- TEXT SHOWN:
Higher density building is happening all over the neartown suburbs of Houston, and in many areas it is welcomed for the demand it will create for mass transit. Loss of trees is generally compensated for by decreased pollution damage from automobiles.

The MacMansions, though, do not contribute to beneficial urban population densities. They’re single-family houses and we’ve seen no sign of the large families one might expect to occupy them. You might call them “underoccupied” from the point of view of how much electricity they consume for cooling and other basic activities.

In the areas where this is happening, therefore, we are seeing the negatives of density with none of the potential positives. We’re losing our trees, and with them the oxygen they produce to help in our battle for clean air; we’re losing one of the few sources of natural beauty in our city—the one most likely to be noticed by visitors and tourists. And we’re getting nothing for it.

I should point out than when these oversized houses are planned for River Oaks, at least, a sign is posted noting that a variance has been requested. The variance, when granted, allows a house to be built that exceeds the neighborhood’s size restrictions. And they are always granted. I would like to know why. And I would like that answer to be public and specific.

- REQUESTS:
(1) Please copy the part of the text on Houston's oversized houses that opens with the words containing "The MacMansions, though, do" and closes with "nothing for it.".
(2) In the text on Houston's oversized houses, what does a variance allow once it is granted?
The records have no connection to the text on Houston's oversized houses.

- DATASET CONTENT:
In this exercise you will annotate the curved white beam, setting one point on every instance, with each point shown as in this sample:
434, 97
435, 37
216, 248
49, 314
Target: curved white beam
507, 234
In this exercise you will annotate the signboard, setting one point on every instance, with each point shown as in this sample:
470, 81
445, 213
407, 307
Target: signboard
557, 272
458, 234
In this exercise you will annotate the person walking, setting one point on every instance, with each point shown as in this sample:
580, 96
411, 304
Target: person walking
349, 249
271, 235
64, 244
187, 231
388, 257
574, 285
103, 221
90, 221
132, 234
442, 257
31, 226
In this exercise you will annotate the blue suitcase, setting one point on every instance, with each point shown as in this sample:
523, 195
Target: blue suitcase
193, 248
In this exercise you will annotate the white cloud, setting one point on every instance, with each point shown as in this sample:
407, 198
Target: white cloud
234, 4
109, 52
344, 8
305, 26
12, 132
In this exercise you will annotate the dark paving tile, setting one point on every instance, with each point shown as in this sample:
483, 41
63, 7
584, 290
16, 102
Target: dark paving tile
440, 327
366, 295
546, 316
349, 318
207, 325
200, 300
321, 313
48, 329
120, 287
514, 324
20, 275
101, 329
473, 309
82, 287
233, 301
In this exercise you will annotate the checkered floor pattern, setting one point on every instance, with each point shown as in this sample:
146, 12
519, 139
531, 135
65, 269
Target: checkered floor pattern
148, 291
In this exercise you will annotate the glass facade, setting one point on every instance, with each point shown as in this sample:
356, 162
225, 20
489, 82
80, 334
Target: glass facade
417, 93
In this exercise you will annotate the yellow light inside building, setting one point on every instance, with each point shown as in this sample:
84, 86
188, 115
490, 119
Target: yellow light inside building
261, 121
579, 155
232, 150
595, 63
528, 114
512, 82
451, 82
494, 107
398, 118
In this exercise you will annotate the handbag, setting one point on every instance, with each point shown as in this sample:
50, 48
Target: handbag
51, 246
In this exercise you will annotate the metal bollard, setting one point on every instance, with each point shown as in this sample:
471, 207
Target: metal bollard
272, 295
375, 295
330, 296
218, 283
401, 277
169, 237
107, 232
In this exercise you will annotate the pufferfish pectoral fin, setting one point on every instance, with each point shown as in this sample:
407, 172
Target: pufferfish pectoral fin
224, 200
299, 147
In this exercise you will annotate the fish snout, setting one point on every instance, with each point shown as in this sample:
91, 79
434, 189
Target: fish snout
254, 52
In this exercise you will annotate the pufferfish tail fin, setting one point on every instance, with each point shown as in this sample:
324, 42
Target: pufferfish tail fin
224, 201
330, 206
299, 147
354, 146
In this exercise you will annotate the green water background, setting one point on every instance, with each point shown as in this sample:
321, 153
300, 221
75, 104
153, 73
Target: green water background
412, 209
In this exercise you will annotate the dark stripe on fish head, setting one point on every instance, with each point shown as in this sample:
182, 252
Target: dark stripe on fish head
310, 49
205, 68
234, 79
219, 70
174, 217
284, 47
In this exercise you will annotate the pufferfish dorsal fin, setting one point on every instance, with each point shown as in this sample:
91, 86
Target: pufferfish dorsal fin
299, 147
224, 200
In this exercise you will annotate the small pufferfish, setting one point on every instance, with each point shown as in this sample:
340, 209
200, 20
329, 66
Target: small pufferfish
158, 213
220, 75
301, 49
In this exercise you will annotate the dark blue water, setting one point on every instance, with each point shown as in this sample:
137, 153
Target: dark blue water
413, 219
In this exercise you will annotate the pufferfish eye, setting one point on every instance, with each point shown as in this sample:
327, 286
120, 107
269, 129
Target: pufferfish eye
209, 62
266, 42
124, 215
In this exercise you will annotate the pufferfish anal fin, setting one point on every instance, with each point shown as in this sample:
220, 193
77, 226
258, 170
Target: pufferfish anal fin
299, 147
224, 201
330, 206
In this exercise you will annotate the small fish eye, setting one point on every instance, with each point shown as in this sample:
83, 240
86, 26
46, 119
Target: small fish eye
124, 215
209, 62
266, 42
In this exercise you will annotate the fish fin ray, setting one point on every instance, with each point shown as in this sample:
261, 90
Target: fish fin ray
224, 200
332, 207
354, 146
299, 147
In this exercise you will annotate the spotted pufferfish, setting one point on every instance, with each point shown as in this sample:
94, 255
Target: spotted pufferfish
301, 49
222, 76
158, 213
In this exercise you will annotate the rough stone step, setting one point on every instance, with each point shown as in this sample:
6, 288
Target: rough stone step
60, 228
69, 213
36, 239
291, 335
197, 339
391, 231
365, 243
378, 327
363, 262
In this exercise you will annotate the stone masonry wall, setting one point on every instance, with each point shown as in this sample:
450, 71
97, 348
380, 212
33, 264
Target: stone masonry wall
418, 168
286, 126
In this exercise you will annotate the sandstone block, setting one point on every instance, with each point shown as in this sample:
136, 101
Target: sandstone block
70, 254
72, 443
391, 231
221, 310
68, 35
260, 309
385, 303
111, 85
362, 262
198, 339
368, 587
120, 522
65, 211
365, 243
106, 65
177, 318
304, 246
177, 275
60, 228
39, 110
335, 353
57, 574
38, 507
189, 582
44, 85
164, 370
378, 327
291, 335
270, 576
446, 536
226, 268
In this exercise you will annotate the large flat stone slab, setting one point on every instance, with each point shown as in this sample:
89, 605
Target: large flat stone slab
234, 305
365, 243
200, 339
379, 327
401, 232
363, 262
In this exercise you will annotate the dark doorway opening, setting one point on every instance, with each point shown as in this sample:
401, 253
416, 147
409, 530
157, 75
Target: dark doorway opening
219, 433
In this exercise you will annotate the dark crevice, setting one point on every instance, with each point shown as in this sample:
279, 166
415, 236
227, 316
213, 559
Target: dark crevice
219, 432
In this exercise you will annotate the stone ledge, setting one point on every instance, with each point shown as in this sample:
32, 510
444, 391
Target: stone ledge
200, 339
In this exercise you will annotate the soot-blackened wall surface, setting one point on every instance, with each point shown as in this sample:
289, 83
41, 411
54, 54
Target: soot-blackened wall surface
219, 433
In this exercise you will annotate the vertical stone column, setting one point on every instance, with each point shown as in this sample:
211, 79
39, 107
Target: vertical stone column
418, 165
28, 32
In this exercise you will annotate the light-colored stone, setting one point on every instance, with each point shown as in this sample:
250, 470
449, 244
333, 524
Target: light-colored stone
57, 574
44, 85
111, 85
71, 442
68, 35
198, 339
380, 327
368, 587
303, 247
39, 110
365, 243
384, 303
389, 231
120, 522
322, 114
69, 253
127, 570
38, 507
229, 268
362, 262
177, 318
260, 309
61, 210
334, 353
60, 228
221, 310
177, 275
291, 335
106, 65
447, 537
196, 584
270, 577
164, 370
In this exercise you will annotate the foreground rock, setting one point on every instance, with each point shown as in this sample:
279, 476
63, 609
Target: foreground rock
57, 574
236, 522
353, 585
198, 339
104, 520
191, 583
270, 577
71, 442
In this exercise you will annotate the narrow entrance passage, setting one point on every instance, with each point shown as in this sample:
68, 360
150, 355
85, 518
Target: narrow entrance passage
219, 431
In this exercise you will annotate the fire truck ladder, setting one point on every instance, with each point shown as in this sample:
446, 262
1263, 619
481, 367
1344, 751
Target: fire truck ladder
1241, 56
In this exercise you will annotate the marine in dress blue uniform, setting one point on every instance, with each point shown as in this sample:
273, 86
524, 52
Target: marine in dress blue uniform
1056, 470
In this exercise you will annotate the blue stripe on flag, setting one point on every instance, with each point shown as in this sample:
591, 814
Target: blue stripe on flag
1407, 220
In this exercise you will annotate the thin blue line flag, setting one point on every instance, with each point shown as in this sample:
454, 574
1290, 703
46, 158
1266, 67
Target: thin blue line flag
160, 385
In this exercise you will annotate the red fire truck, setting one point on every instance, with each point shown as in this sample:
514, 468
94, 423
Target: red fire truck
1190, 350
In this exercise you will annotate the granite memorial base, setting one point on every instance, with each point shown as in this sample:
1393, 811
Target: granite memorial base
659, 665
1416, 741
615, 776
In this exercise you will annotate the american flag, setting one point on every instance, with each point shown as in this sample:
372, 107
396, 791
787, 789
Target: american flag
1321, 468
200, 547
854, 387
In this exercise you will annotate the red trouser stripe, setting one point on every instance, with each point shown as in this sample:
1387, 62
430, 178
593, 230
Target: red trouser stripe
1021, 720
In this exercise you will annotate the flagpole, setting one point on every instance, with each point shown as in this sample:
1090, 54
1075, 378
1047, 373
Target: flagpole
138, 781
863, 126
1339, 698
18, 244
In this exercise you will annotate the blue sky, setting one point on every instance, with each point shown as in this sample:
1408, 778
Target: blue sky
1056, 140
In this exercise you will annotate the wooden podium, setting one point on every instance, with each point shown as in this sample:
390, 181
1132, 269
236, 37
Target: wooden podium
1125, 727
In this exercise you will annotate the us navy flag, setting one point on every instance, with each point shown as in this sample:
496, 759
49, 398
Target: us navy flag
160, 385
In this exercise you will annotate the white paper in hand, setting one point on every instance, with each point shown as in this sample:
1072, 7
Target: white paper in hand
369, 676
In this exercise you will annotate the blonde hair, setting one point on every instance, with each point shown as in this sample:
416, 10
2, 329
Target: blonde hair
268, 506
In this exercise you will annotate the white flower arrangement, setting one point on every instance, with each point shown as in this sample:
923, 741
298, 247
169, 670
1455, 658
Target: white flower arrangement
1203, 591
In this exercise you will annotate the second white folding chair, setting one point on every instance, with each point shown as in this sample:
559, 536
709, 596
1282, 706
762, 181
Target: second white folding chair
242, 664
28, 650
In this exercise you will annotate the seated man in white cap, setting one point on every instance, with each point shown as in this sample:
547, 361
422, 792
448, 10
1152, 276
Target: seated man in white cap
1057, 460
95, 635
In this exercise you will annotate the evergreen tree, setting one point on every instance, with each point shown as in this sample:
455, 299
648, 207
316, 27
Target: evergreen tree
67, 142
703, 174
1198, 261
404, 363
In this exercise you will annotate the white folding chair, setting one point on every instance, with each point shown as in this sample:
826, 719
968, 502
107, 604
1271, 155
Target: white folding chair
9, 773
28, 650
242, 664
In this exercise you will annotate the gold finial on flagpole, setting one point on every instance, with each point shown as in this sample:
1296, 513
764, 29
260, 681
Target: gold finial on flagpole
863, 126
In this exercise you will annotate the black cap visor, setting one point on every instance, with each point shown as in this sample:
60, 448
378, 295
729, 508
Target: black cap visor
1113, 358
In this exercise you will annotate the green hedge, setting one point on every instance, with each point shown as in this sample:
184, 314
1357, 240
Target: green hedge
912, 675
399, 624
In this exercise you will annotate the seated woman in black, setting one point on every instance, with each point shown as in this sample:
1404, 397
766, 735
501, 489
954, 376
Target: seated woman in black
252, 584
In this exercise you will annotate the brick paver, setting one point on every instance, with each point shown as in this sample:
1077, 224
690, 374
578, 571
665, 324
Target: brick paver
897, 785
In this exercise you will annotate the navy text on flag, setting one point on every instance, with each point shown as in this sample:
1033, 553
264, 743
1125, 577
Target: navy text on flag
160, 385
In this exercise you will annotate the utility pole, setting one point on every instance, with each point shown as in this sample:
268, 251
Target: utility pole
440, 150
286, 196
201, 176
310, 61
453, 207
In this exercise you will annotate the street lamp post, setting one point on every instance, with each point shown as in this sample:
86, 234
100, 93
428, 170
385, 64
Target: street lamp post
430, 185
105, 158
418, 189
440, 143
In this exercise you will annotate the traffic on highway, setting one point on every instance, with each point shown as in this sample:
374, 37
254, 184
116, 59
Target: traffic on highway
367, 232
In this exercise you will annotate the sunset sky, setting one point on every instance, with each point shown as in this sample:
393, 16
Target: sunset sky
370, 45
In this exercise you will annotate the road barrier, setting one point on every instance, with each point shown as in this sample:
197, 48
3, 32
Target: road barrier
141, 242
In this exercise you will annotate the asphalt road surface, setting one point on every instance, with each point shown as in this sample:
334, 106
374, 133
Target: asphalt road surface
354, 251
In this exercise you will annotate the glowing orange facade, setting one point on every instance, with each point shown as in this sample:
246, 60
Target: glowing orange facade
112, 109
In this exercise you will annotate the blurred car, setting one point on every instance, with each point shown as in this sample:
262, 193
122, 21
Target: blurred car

- LIST OF SOLUTIONS:
(1)
The MacMansions, though, do not contribute to beneficial urban population densities. They’re single-family houses and we’ve seen no sign of the large families one might expect to occupy them. You might call them “underoccupied” from the point of view of how much electricity they consume for cooling and other basic activities.

In the areas where this is happening, therefore, we are seeing the negatives of density with none of the potential positives. We’re losing our trees, and with them the oxygen they produce to help in our battle for clean air; we’re losing one of the few sources of natural beauty in our city—the one most likely to be noticed by visitors and tourists. And we’re getting nothing for it.

(2) It allows a house to be built that exceeds the neighborhood's size restrictions.